### GIVEN INFORMATION
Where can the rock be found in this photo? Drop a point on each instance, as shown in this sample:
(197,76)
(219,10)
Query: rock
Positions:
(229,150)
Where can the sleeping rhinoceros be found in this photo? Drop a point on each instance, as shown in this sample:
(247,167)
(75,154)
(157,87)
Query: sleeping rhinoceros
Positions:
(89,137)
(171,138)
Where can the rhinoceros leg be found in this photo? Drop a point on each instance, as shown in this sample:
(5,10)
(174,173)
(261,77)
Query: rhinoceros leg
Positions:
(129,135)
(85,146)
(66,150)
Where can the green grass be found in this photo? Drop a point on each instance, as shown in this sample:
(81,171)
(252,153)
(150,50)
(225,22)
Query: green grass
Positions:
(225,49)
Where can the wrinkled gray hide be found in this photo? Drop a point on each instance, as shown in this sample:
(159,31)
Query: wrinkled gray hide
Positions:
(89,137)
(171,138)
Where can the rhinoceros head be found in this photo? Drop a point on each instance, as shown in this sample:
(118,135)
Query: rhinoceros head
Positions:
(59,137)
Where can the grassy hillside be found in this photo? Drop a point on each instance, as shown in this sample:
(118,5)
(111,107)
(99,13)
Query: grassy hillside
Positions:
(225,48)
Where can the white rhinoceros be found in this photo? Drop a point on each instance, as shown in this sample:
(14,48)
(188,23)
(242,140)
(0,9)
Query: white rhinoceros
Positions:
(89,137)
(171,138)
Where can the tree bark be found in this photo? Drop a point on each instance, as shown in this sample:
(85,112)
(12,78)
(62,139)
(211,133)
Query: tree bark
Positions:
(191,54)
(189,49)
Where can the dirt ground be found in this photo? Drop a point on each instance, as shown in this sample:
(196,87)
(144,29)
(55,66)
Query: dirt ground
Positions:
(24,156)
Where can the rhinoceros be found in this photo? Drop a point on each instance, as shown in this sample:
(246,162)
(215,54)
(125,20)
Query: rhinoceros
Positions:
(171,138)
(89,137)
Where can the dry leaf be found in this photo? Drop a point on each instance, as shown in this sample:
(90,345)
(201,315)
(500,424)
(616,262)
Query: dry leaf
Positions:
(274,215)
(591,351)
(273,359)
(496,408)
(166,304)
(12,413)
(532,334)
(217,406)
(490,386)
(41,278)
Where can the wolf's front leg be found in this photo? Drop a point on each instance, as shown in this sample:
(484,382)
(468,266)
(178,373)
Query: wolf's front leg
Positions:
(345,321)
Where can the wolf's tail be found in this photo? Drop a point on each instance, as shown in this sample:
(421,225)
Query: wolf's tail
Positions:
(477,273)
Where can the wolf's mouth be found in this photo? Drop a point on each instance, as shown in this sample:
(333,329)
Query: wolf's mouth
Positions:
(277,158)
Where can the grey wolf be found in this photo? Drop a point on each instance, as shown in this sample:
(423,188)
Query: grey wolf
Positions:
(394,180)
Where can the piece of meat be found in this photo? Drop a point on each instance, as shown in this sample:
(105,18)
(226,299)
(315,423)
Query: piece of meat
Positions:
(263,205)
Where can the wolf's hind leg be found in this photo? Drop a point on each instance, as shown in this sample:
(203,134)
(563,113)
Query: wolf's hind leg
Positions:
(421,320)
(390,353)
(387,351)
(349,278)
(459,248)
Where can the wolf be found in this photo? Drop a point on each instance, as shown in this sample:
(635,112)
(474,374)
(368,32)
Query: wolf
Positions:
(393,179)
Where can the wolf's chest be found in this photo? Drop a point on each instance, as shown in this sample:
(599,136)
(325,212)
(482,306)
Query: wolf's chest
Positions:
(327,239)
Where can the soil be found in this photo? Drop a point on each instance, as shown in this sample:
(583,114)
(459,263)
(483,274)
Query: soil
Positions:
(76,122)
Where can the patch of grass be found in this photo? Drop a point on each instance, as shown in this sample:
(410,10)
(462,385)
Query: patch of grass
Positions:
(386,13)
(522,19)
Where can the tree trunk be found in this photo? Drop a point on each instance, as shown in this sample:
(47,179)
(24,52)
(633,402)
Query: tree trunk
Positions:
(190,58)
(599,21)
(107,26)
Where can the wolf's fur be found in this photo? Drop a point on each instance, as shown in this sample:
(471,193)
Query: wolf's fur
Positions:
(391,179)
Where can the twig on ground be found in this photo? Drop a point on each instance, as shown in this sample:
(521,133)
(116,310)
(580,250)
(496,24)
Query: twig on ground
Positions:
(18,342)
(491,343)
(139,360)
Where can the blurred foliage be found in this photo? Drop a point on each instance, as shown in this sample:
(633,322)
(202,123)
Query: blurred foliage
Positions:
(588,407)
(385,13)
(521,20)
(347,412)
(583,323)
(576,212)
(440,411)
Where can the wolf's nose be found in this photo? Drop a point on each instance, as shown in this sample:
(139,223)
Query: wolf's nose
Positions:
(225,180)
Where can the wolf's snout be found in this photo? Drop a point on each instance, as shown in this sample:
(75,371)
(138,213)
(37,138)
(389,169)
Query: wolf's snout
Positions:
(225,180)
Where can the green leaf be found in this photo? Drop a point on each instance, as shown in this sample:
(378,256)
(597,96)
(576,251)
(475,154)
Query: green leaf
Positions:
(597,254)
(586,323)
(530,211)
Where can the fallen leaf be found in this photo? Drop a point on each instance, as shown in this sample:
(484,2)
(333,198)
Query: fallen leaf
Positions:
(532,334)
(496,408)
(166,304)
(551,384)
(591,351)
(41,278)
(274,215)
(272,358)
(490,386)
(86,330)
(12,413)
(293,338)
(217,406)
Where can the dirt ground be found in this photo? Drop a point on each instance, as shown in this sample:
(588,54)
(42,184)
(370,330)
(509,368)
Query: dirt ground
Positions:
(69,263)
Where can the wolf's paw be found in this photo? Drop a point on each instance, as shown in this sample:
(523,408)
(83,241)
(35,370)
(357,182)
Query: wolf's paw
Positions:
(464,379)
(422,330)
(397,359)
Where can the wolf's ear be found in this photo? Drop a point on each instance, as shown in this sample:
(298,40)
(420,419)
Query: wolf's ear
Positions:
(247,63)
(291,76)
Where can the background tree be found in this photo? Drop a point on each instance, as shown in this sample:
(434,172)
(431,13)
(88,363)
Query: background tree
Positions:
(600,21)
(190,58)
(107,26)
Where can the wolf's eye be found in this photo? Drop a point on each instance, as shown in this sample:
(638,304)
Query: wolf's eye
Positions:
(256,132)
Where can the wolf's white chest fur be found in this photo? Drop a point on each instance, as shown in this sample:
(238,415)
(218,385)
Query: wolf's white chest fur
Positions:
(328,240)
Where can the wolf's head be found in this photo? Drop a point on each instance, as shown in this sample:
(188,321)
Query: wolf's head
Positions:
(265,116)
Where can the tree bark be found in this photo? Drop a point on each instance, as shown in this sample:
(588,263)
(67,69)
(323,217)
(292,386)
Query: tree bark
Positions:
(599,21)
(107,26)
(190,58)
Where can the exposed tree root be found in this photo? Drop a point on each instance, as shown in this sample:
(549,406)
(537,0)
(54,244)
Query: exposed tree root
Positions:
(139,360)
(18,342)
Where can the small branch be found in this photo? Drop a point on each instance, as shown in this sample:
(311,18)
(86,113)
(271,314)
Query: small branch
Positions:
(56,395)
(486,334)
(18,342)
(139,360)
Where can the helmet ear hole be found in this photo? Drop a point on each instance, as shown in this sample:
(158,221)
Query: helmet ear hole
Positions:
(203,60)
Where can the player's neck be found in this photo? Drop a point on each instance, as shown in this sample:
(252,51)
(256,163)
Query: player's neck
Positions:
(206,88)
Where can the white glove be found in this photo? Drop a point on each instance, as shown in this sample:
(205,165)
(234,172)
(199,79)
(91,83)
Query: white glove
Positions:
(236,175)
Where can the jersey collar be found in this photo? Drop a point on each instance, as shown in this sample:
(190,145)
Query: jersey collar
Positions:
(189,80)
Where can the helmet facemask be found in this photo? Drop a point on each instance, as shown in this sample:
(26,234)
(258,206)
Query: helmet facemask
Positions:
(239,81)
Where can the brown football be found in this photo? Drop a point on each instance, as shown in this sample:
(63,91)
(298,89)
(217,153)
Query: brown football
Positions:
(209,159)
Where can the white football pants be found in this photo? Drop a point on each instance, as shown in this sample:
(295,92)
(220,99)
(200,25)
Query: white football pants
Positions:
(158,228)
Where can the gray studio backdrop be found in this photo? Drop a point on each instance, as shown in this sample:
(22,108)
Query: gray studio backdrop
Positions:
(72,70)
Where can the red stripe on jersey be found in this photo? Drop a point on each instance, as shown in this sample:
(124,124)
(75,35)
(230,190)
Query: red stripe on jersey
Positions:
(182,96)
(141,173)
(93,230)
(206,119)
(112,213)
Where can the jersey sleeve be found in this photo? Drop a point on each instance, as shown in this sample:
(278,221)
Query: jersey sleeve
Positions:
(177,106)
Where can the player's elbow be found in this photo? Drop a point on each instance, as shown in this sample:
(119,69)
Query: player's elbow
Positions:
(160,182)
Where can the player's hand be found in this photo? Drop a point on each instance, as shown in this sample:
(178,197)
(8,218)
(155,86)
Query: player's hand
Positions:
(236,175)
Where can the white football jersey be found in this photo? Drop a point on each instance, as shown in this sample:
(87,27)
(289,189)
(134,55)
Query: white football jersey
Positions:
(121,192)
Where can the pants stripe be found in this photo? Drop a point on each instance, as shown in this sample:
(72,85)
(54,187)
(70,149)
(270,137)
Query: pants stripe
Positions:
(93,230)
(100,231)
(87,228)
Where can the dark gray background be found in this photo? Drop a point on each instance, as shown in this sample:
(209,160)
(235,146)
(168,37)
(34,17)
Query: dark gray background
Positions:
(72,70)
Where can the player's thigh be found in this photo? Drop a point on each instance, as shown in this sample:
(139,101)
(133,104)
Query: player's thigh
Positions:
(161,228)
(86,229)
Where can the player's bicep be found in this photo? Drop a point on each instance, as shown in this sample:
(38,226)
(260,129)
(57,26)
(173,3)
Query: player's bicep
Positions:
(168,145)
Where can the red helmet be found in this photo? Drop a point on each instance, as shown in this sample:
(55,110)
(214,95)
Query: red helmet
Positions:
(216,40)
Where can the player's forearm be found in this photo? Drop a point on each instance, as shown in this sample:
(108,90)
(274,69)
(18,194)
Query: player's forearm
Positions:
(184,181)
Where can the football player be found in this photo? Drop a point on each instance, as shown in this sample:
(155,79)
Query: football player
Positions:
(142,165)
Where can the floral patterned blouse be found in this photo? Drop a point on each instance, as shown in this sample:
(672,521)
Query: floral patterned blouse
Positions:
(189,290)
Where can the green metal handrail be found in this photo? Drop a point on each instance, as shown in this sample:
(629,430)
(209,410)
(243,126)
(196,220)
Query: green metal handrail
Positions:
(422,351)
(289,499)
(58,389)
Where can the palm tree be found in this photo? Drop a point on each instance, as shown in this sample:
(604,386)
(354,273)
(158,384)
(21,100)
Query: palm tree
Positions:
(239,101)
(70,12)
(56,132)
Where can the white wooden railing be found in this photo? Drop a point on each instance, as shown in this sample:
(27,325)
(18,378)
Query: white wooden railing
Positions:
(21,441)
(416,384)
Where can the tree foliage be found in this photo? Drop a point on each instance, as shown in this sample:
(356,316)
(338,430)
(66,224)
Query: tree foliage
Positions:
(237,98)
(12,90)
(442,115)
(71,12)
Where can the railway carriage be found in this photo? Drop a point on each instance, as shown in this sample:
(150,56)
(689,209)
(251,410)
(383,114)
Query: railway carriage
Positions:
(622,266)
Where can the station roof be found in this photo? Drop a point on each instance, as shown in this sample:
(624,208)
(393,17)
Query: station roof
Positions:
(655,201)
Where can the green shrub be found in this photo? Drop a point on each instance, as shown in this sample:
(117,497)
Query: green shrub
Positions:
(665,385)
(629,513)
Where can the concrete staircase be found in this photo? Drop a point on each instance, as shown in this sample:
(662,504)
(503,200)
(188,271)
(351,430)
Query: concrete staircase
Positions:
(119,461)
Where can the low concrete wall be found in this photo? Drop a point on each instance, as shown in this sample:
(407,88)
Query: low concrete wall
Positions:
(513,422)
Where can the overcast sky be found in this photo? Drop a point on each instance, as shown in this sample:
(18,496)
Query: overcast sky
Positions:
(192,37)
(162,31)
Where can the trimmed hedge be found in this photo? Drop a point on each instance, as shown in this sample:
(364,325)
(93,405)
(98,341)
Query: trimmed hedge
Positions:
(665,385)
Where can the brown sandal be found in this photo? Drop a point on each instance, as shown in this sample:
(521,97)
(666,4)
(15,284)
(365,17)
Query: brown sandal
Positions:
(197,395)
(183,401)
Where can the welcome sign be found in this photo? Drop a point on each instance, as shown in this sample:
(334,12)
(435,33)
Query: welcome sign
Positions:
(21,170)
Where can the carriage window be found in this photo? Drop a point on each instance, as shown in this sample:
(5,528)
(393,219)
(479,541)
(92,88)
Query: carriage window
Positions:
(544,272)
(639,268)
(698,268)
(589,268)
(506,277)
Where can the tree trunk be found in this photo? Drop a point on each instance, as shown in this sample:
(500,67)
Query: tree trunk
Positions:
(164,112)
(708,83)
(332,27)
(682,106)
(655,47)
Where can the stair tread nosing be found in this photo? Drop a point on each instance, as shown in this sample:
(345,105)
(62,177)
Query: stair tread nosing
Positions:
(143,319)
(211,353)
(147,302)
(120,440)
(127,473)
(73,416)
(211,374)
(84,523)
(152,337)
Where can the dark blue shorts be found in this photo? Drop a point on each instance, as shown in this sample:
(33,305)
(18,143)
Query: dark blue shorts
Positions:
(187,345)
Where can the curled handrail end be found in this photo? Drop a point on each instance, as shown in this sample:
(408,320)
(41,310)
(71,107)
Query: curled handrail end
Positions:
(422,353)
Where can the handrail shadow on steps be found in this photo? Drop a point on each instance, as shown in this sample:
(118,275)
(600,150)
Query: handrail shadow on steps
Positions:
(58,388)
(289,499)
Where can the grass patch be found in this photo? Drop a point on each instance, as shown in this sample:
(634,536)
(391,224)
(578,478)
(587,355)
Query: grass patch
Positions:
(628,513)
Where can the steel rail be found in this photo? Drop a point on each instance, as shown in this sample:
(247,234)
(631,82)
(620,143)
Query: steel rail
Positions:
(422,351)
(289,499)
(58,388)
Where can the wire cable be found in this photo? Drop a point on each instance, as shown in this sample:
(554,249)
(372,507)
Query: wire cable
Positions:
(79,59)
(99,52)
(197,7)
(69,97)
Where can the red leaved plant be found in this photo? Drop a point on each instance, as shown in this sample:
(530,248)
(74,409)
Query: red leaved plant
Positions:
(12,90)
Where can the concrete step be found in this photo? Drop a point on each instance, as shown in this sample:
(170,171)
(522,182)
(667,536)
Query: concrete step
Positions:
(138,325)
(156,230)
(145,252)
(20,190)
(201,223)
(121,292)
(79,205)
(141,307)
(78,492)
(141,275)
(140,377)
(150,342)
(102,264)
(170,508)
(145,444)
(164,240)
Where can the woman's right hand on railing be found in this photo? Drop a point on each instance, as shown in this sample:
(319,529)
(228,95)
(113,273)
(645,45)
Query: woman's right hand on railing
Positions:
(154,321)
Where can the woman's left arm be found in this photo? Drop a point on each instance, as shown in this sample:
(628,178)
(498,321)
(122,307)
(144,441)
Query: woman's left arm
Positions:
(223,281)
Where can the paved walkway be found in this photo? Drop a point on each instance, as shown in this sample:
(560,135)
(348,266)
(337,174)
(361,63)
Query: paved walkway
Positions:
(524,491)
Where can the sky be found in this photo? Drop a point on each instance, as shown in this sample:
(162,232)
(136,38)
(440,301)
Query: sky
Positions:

### WORK INSTRUCTIONS
Exactly reproduce the lines that run from the line with "Where can the wire" through the last line of the records, inclusive.

### REPLY
Where can the wire cable be found in this photo? Drop a point on each instance, as shown in this sample:
(554,249)
(372,507)
Query: wire cable
Positions:
(79,59)
(99,52)
(197,7)
(69,97)
Where can the red leaved plant be found in this photo? Drop a point on each instance, as shown in this sample:
(530,248)
(74,409)
Query: red leaved plant
Positions:
(12,90)
Where can the concrete step be found in this photo? Drop a point on each instance, as shown in this sample:
(170,171)
(522,182)
(667,536)
Query: concrete step
Positions:
(138,325)
(156,230)
(145,252)
(20,190)
(201,223)
(121,292)
(79,205)
(141,307)
(78,492)
(141,275)
(140,377)
(150,342)
(102,264)
(170,508)
(145,444)
(164,240)
Where can the woman's right hand on railing be found in this photo? Drop a point on each instance, as shown in this sample:
(319,529)
(228,95)
(113,273)
(645,45)
Query: woman's right hand on railing
Positions:
(154,321)
Where can the woman's left arm be found in this photo? Drop a point on each instance, as shown in this sample:
(628,178)
(498,321)
(122,307)
(144,441)
Query: woman's left arm
Positions:
(223,281)
Where can the paved walkway be found in this photo? Drop a point on each instance, as shown in this sample:
(560,135)
(348,266)
(337,174)
(361,63)
Query: paved walkway
Positions:
(524,491)
Where can the sky be found in this photo? Drop a point on each instance, as shown in this sample:
(162,232)
(136,38)
(440,301)
Query: sky
Positions:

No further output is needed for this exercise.